■ 页面:
============================================================

本文介绍如何处理不重合间隔列表,并在其中插入新间隔。通过算法判断新间隔与已有间隔是否相交,若相交则更新间隔并继续与后续间隔比较,最终返回不重合的间隔列表。
问题:
给定多个不重合的间隔(interval),比如 [3, 8] [ 12, 17] [22, 29], 然后插入一个新的间隔, 比如 [ 5, 15], 求最后不重合的间隔。比如,起初的不重合间隔变成 [3, 17] [22, 29].
分析:
首先,我们要知道怎么确定两个间隔是重合的。比如[1, 5] [3, 7] 是重合的,[1, 5] [6, 7] 是不重合的。那么,观察后发现,如果两个间隔的起始值的最大值小于两个间隔的结束值的最小值,那么,这两个间隔一定重合。代码如下:
/*
* s1: start point of interval 1
* e1: end point of interval 1
* s2: start point of interval 2
* e2: end point of interval 2
*/
public boolean overlap(int s1, int e1, int s2, int e2) {
return Math.max(s1, s2) < Math.min(e1, e2);
}
public class Test {
//check whether the two intervals intersect
public boolean overlap(Interval i1, Interval i2) {
return Math.max(i1.start, i2.start) < Math.min(i1.end, i2.end);
}
//add the new interval to the interval list and return a new interval list without overlapping
public ArrayList<Interval> add(ArrayList<Interval> list, Interval interval) {
ArrayList<Interval> newList = new ArrayList<Interval>();
int i = 0;
while (i < list.size()) {
//no intersection
if (overlap(list.get(i), interval) == false) {
newList.add(list.get(i));
i++;
} else {
//get the new interval
while (i < list.size() && overlap(list.get(i), interval) == true) {
int start = Math.min(list.get(i).start, interval.start);
int end = Math.max(list.get(i).end, interval.end);
interval = new Interval(start, end);
i++;
}
newList.add(interval);
}
}
return newList;
}
public static void main(String[] args) {
ArrayList<Interval> list = new ArrayList<Interval>();
list.add(new Interval(3, 8));
list.add(new Interval(22, 29));
list.add(new Interval(12, 17));
list.add(new Interval(40, 47));
Collections.sort(list);
Interval interval = new Interval(40, 48);
Test test = new Test();
ArrayList<Interval> newList = test.add(list, interval);
for(Interval inter : newList) {
System.out.println("[" + inter.start + ", " + inter.end + "]");
}
}
}
class Interval implements Comparable<Interval>{
int start;
int end;
Interval(int start, int end) {
this.start = start;
this.end = end;
}
public int compareTo(Interval o) {
if (start > ((Interval)o).start ||
(start == ((Interval)o).start && end > ((Interval)o).end)) {
return 1;
} else if (start == ((Interval)o).start && end == ((Interval)o).end) {
return 0;
}
return -1;
}
}Another solution
/**
* Definition for an interval.

============================================================

记录
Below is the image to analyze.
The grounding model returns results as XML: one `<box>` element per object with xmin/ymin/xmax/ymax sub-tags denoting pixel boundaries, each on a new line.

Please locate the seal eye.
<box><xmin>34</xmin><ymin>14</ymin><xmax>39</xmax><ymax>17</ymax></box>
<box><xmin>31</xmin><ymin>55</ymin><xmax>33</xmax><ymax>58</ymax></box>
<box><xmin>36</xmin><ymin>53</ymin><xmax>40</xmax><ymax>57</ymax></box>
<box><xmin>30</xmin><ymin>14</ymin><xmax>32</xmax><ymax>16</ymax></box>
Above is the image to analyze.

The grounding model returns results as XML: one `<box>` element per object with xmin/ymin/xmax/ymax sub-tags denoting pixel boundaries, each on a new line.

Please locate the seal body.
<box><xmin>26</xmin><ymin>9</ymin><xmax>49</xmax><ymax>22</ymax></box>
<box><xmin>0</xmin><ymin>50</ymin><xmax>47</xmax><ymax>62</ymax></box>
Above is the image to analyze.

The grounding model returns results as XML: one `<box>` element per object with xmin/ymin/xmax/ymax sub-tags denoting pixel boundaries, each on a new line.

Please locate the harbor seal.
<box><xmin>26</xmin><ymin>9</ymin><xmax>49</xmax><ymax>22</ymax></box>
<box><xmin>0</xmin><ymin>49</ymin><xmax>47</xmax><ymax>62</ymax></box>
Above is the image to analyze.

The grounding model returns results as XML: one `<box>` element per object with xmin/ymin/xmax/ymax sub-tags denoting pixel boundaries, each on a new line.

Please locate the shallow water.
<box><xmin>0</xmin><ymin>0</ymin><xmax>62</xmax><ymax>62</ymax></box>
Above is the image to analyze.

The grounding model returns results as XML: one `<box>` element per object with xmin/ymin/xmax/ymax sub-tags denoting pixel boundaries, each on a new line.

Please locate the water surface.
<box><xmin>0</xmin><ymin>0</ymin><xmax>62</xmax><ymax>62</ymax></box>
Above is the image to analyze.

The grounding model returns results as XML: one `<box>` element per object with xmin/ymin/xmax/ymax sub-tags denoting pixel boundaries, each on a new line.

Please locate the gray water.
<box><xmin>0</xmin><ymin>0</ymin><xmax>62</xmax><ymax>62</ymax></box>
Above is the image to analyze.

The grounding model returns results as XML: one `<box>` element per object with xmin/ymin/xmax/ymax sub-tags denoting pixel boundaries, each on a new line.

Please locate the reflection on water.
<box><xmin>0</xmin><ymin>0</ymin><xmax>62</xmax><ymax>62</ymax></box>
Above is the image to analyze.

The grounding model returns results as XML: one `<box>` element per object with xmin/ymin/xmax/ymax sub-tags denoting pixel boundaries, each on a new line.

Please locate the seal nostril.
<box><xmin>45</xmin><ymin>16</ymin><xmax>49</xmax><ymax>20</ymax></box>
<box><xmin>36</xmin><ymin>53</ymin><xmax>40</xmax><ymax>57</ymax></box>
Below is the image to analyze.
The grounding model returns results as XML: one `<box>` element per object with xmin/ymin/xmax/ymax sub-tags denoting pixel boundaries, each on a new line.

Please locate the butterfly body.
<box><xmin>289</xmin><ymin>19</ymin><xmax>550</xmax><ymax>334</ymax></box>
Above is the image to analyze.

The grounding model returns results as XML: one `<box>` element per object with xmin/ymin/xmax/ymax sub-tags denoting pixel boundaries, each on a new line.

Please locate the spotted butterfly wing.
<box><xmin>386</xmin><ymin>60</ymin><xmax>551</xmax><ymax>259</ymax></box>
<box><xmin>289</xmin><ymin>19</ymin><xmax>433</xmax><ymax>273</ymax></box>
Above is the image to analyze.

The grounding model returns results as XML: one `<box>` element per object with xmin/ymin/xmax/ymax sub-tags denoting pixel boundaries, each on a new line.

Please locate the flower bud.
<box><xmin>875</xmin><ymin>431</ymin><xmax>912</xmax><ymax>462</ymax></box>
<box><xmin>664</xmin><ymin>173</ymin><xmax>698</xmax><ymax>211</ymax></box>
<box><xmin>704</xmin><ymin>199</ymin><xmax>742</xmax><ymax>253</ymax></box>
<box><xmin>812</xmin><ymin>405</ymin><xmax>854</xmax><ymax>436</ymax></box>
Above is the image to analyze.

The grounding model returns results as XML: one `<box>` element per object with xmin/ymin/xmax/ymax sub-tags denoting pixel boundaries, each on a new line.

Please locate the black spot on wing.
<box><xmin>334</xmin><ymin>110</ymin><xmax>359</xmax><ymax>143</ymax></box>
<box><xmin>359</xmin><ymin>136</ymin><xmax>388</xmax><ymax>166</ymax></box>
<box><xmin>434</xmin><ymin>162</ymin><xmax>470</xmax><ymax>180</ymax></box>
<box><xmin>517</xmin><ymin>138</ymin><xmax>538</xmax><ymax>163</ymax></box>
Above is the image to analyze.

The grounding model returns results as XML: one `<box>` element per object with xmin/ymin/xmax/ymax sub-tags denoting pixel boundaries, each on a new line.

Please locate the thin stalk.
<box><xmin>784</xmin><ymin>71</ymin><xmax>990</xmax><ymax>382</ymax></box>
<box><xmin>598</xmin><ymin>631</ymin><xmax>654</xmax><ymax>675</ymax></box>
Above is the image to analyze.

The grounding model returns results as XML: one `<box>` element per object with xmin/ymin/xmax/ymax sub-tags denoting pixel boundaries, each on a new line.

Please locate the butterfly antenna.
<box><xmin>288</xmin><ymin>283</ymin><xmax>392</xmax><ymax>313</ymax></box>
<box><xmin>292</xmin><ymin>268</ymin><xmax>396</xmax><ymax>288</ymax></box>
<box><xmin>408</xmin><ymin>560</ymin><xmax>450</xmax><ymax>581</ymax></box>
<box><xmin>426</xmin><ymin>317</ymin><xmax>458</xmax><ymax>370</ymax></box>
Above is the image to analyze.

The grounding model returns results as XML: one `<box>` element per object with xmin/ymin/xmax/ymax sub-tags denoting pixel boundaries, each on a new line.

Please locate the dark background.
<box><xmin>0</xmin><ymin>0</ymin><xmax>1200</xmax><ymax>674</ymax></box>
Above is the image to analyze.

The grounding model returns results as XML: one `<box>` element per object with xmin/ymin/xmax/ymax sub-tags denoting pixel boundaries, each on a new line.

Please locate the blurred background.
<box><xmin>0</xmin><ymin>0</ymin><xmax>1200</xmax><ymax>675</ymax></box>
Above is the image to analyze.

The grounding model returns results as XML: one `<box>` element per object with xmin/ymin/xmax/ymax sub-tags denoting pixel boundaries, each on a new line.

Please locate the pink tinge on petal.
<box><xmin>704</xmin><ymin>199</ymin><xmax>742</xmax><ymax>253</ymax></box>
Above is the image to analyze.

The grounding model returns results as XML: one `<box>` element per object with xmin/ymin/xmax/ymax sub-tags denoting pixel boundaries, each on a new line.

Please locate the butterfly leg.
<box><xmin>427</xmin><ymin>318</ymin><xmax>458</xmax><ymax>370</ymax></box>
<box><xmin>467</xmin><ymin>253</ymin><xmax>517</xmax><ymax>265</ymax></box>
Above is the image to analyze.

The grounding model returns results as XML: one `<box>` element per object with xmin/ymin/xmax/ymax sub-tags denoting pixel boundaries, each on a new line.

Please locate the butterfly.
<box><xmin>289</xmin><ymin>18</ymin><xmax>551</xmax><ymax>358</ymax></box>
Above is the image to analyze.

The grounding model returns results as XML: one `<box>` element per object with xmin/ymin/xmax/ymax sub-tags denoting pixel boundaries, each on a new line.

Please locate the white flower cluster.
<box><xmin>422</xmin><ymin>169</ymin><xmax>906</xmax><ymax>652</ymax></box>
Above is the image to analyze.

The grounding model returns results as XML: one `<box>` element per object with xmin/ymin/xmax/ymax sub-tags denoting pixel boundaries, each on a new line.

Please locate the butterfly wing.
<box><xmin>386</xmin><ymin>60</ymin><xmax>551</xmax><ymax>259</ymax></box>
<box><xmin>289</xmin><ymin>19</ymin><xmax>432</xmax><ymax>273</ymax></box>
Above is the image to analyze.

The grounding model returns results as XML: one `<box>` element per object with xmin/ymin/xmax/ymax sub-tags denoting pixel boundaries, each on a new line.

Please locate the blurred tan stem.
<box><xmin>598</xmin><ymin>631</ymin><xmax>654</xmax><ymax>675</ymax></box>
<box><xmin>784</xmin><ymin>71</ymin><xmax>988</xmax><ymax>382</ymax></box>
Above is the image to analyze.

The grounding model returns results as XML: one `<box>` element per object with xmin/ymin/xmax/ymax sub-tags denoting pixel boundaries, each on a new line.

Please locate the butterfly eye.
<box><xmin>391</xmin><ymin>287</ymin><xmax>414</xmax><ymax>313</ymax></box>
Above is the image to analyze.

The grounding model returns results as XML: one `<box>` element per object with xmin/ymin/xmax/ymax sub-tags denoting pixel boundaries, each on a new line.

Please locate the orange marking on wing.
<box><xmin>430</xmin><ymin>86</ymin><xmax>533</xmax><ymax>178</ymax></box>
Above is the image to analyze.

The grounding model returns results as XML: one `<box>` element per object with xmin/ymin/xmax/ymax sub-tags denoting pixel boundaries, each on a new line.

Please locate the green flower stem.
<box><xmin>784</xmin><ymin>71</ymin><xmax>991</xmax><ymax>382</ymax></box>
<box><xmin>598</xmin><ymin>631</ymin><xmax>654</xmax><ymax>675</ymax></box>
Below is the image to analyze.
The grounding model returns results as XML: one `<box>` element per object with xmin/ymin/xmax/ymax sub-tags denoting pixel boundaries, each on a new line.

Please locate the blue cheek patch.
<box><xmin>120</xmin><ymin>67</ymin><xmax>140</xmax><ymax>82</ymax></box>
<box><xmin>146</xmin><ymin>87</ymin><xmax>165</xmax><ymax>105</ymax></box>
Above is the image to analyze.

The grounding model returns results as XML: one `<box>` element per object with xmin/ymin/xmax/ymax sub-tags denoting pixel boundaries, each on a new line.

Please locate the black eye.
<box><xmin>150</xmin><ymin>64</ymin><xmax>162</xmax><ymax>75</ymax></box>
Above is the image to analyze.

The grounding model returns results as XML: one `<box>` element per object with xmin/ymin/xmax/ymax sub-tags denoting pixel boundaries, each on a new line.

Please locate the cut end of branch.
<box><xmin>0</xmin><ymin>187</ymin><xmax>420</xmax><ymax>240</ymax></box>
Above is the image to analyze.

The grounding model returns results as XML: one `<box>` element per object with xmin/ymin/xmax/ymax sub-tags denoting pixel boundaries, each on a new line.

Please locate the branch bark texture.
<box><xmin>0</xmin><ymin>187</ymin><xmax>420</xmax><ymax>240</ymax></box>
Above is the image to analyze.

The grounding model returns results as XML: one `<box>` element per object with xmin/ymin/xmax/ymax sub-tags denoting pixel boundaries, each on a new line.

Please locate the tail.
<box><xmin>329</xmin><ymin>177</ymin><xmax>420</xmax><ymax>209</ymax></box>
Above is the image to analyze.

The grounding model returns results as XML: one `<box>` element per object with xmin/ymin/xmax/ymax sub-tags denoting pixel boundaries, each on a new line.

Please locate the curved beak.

============================================================

■ 任务说明:
在这个关于插入间隔的页面中,main 方法通过 list.add 向列表加入了哪些间隔?请全部列出。 这些数据行在此不起任何作用。

■ 回答:
[3, 8]、[22, 29]、[12, 17]、[40, 47]